**To do:**
a) In the article, what percentage of safety professionals in the Kimberly-Clark study said they had seen workers not wearing protective gear when they should have been?
b) Transcribe the part of the article that opens with the words containing "The yawn from" and closes with "react to threats.".

**Excerpted text:**
BEGIN
Safety and Security Are All About Perception

Aug. 31, 2011
Why Aren't We Investing on Cybersecurity? What Are Our Reasons? Financial Or Just The Way We Human Beings React to Threats?
By Walt Boyes, Editor in Chief

We have been trying very hard to make workplace safety, process safety and cyber security actually work in our plants. Well, at least some of us have been trying very hard. Others not so much. In a recent study of safety professionals done by Kimberly-Clark, 89% said they had observed workers not wearing their protective gear when they should have been, and 29% said they'd seen it happen frequently.

The record for process safety is equally dismal. From the Deepwater Horizon disaster to the multiple incidents at Formosa Plastics and other refining and chemical plants throughout the world, from this vantage point, it sure looks like we just don't get it.

The yawn from industry CEOs to the cybersecurity dangers from follow-on Stuxnet attacks, the repeated disasters, such as the fact that it took the ExxonMobil RTO (Real-Time Operations Center) in Houston almost an hour to shut the isolation valves after the Yellowstone pipeline rupture, and the SCADA-related findings released at Black Hat, makes me wonder why we're fiddling while the infrastructure catches fire.

There are several reasons. Some are, obviously, financial. But much scarier is the other reason: the way human beings react to threats.

[pullquote]The financial reasons to try to ignore safety and security issues are pretty clear. The costs of making plants safer and more secure are substantial, and they all impact the profitability of the enterprise negatively. There are also risk-management issues, but there is no clear and consistent effort by corporate risk managers and their insurance auditors to make mitigating safety and security threats a very high priority. There's no way to include "protected the plant from security and safety threats" on the financial roll-up.

The problem with this widespread attitude, however, is that even in the face of logic and data, both management and employees try to skate on safety and security issues all the time. Why?

We humans appear to engage regularly in a sort of magical thinking about danger and threats. This kind of magical thinking was clearly in the driver's seat on the day the Deepwater Horizon sank. The two top executives from BP's Gulf of Mexico drilling and exploration division were actually on board when the vessel started to explode. They were there to present an award to the employees for being the safest rig in the fleet—seven years without a lost-time accident. That fact was used overtly prior to the sinking and the disaster to not only excuse, but actually permit violations of safety protocols that were directly responsible for both the accident and the lack of response to it.
END
**Dataset records:**
BEGIN
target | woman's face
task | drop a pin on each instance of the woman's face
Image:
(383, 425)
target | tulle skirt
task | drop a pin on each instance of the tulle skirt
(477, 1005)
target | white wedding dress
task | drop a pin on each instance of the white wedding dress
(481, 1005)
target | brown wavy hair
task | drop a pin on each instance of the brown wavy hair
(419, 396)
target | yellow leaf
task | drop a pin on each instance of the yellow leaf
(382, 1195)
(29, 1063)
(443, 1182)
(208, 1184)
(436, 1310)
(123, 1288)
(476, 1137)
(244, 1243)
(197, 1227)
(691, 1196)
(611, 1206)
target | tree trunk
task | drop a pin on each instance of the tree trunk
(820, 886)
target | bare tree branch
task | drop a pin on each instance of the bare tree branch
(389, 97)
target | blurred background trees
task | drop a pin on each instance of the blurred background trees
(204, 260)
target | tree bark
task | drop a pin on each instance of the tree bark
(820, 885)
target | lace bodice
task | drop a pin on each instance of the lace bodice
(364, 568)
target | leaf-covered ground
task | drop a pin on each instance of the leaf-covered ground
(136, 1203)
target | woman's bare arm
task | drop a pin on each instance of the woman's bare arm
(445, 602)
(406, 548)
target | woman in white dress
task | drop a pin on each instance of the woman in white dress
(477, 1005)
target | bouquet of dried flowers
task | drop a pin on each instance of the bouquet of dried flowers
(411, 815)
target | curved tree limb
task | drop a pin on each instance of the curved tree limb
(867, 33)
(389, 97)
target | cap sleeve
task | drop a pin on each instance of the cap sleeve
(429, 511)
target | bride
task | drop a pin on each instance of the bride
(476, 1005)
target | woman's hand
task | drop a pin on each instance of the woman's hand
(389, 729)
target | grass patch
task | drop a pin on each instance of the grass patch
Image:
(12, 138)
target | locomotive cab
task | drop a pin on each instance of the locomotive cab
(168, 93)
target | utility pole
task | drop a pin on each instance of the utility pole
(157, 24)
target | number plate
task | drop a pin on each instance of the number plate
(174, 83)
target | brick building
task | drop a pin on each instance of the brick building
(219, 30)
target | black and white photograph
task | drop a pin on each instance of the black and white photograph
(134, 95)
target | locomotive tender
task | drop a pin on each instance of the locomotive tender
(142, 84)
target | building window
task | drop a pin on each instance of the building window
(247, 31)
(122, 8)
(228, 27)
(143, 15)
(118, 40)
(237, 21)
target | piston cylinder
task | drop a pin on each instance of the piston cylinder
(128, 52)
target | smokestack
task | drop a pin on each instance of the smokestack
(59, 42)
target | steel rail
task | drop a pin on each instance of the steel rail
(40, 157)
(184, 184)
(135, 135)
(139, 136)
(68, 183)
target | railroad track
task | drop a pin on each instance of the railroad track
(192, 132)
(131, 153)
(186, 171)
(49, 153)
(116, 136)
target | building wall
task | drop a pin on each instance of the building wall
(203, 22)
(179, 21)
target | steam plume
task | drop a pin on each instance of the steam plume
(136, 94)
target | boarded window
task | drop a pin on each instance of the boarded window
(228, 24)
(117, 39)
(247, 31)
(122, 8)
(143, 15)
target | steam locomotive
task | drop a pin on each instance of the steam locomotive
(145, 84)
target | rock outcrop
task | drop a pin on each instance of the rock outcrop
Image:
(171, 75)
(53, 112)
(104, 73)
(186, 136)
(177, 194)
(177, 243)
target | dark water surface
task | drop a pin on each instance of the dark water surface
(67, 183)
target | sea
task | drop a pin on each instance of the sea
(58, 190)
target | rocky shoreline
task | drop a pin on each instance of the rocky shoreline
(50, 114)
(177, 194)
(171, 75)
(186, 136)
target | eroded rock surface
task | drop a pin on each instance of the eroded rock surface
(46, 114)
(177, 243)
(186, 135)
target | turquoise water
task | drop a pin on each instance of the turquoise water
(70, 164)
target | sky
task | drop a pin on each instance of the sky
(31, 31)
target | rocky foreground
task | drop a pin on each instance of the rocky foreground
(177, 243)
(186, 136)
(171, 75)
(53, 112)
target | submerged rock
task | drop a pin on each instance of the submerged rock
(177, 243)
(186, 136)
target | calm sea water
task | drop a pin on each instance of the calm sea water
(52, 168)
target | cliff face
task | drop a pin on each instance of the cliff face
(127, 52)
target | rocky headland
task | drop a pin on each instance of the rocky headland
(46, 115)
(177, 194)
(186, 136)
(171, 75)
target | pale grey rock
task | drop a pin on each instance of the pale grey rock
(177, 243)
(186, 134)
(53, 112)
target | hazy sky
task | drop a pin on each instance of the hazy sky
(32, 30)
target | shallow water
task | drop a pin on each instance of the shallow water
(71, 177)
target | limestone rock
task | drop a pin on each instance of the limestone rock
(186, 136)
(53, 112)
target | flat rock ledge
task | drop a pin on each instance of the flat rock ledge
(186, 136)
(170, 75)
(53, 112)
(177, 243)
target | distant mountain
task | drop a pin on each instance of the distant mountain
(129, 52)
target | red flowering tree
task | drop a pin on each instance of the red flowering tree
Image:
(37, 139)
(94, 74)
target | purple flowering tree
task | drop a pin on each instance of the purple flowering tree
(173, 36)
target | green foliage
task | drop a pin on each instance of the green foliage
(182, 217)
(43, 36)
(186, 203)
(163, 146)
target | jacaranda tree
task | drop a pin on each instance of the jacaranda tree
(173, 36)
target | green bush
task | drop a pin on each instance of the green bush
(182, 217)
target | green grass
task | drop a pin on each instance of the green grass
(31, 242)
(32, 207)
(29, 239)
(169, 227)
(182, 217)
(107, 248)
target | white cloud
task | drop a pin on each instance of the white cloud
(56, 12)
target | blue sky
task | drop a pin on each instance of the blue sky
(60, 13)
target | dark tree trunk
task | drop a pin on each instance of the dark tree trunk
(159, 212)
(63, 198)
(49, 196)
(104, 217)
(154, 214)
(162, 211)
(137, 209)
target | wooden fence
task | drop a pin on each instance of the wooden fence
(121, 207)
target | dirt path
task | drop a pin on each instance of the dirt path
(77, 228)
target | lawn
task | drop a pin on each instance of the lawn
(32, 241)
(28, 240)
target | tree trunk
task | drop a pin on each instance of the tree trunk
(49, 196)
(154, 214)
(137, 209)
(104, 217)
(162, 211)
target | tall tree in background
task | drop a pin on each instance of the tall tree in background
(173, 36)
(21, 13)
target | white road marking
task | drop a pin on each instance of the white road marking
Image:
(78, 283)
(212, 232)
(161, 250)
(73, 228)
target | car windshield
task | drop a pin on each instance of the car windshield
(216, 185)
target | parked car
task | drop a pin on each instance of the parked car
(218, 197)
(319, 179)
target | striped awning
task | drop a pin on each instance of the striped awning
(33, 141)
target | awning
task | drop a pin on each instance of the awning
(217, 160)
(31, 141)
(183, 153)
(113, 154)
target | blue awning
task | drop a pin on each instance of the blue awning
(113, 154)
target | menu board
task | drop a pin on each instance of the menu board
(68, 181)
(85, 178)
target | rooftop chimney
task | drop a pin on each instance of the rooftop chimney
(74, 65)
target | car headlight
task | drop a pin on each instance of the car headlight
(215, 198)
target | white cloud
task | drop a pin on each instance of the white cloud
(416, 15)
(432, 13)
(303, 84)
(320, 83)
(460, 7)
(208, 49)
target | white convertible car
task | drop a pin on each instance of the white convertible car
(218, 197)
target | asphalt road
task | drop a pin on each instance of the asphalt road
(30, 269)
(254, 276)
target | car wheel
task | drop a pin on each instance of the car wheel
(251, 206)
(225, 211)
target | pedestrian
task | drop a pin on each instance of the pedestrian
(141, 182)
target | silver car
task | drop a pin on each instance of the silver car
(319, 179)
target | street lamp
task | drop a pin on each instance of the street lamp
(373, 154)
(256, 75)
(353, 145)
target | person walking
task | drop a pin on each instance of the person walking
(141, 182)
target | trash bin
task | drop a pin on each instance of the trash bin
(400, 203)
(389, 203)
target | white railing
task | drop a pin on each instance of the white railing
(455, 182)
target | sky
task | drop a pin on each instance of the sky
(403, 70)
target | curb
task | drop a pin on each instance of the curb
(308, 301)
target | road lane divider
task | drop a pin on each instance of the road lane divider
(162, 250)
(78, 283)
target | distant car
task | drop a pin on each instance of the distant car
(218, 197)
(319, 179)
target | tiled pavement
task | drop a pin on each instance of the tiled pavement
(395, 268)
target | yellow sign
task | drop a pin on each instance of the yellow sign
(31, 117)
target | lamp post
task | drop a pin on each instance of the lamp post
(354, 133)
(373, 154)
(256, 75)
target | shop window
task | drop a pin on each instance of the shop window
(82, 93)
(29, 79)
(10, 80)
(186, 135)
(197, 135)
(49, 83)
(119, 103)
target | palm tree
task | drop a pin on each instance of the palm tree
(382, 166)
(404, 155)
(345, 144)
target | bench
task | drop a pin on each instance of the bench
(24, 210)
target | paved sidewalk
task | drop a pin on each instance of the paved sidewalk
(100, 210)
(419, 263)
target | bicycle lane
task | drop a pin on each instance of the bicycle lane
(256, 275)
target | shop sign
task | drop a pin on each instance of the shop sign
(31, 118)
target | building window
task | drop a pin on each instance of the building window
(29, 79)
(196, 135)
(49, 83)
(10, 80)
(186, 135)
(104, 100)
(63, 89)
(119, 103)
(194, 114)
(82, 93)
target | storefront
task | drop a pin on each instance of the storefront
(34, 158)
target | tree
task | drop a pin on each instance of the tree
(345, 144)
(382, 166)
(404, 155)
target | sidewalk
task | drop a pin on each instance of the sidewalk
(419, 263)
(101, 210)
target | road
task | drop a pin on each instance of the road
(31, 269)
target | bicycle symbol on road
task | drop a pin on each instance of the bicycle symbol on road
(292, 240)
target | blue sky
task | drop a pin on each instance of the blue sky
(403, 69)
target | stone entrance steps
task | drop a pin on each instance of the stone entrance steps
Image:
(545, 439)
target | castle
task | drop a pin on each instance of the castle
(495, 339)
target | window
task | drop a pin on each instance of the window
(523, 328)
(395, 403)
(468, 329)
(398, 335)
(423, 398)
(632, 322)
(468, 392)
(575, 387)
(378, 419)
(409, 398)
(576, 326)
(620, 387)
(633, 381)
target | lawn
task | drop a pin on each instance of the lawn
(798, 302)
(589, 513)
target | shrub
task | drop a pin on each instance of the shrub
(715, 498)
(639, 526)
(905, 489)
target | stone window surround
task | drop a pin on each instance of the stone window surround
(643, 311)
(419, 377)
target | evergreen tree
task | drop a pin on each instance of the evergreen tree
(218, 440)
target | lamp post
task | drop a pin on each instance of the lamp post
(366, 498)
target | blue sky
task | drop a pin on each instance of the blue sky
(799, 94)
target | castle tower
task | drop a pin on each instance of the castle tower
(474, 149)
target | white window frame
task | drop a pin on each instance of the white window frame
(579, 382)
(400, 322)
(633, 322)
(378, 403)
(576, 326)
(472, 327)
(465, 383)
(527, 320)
END
**Task-by-task answers:**
a) 89%

b)
The yawn from industry CEOs to the cybersecurity dangers from follow-on Stuxnet attacks, the repeated disasters, such as the fact that it took the ExxonMobil RTO (Real-Time Operations Center) in Houston almost an hour to shut the isolation valves after the Yellowstone pipeline rupture, and the SCADA-related findings released at Black Hat, makes me wonder why we're fiddling while the infrastructure catches fire.

There are several reasons. Some are, obviously, financial. But much scarier is the other reason: the way human beings react to threats.